Data excerpts:
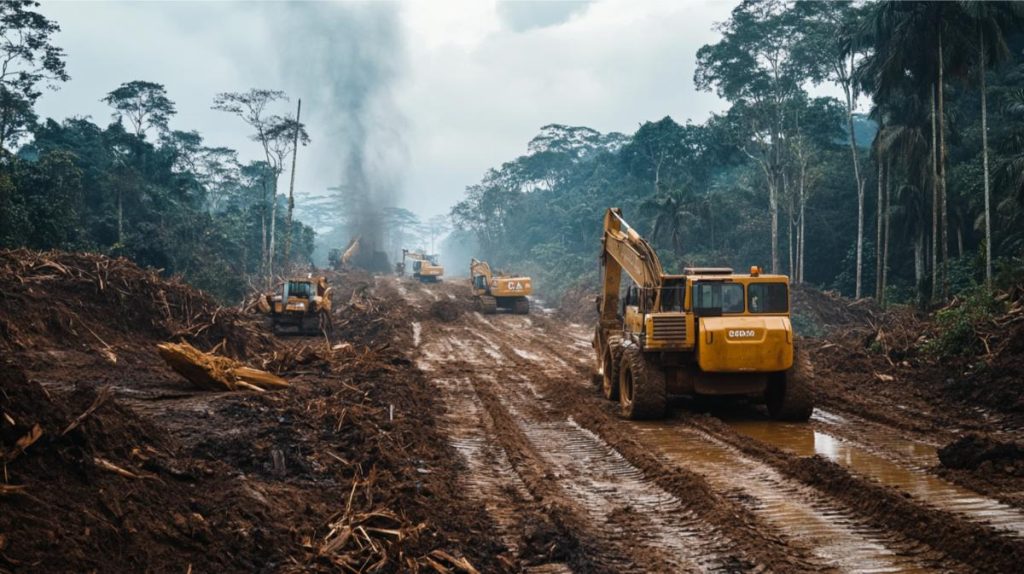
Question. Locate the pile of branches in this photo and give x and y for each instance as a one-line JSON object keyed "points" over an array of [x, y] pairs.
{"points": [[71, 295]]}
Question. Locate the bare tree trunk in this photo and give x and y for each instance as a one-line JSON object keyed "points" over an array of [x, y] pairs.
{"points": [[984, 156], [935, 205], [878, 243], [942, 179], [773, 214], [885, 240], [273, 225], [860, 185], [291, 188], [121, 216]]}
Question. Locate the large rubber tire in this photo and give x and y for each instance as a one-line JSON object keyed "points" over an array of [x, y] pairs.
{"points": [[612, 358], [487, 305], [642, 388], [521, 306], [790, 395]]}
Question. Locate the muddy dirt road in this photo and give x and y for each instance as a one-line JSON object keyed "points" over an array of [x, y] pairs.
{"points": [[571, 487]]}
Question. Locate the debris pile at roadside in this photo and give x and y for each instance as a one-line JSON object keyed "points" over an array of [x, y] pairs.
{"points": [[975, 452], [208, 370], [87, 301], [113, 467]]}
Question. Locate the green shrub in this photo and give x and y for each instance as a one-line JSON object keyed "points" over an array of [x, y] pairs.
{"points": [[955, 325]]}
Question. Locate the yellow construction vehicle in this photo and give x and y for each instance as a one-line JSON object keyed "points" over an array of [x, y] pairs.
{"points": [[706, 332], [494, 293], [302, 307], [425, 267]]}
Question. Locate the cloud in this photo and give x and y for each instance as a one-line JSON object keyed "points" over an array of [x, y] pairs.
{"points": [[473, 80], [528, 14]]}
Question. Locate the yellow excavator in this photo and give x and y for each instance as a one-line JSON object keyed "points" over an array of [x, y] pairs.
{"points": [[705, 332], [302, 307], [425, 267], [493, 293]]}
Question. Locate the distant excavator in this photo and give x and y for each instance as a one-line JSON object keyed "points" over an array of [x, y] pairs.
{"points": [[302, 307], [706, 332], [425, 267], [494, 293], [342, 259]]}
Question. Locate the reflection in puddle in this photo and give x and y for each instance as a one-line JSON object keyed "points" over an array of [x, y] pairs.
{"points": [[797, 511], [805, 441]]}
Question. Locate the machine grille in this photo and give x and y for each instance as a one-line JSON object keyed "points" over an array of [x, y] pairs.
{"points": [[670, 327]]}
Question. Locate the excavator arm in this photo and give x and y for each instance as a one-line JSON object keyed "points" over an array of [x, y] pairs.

What is expected
Your answer must be the records above, word for word, with every picture left out.

Task response
Question. Locate the pile of branches in this photo and give x and y for each instance as a one-line JSON object keyed "points" over an array of [x, y] pairs.
{"points": [[71, 295]]}
Question. Locate the bare tree trunk in this photo and give x and y for each instance as a one-line JSON object keyed "points" over an array of [x, y] pairs.
{"points": [[984, 156], [935, 205], [878, 243], [942, 179], [773, 214], [885, 240], [273, 225], [860, 185], [291, 188], [121, 216]]}
Question. Locate the large rubber tire in this photo and give x and y for each instance as a one-line JSON object keyed "points" over an array of [x, y] pairs.
{"points": [[612, 358], [487, 305], [642, 388], [521, 306], [790, 395]]}
Question. Locate the muddy dirt road in this photo and give x and y for each instance as a one-line JSON object keyed "points" over an array of [x, y] pairs.
{"points": [[571, 487]]}
Question. Locate the debris pile at roadside in this photo and give x and y for each instance as a one-line JSON object keyed "points" over an array of [x, y] pairs.
{"points": [[975, 452], [208, 370], [87, 301], [113, 467]]}
Question. Locate the green shrub in this photo and give x and y for each instance as a one-line JSON object keyed "points" over an array of [x, y] pairs.
{"points": [[955, 325]]}
Question. Locate the yellow construction vehicle in this photo and give x and y for each instance as a one-line JSON object keyed "points" over an array of [x, y] pairs.
{"points": [[706, 332], [494, 293], [302, 307], [425, 267]]}
Question. Locate the cloud in this photo and give x and y for each instance as a one-line JSON object keyed "points" over an array of [x, y] pairs.
{"points": [[473, 80], [528, 14]]}
Question. Locate the yellow excavator in this photo and give x and y for each instance as a one-line JSON object keyed "points" over an array of [x, y] pairs.
{"points": [[705, 332], [302, 307], [425, 267], [493, 293]]}
Question. Locate the distant excavator in this photo and give x and y for each instance as a one-line JSON object keyed "points" over an array of [x, y] pairs.
{"points": [[302, 307], [706, 332], [425, 267], [494, 293], [342, 259]]}
Question. Locate the reflection in puddle in this photo and give x and y for each instance as a one-line JSON object keyed "points" over an array of [x, y] pairs.
{"points": [[797, 511], [805, 441]]}
Question. Locate the machine grille in this photo and give x and y for each instance as a one-line JSON object keyed "points" over an array of [x, y] pairs.
{"points": [[670, 327]]}
Question. Locate the excavator arm in this photo and give x and y for each instance as a one-line JSON object keyed "points" over an array of [x, y] pairs.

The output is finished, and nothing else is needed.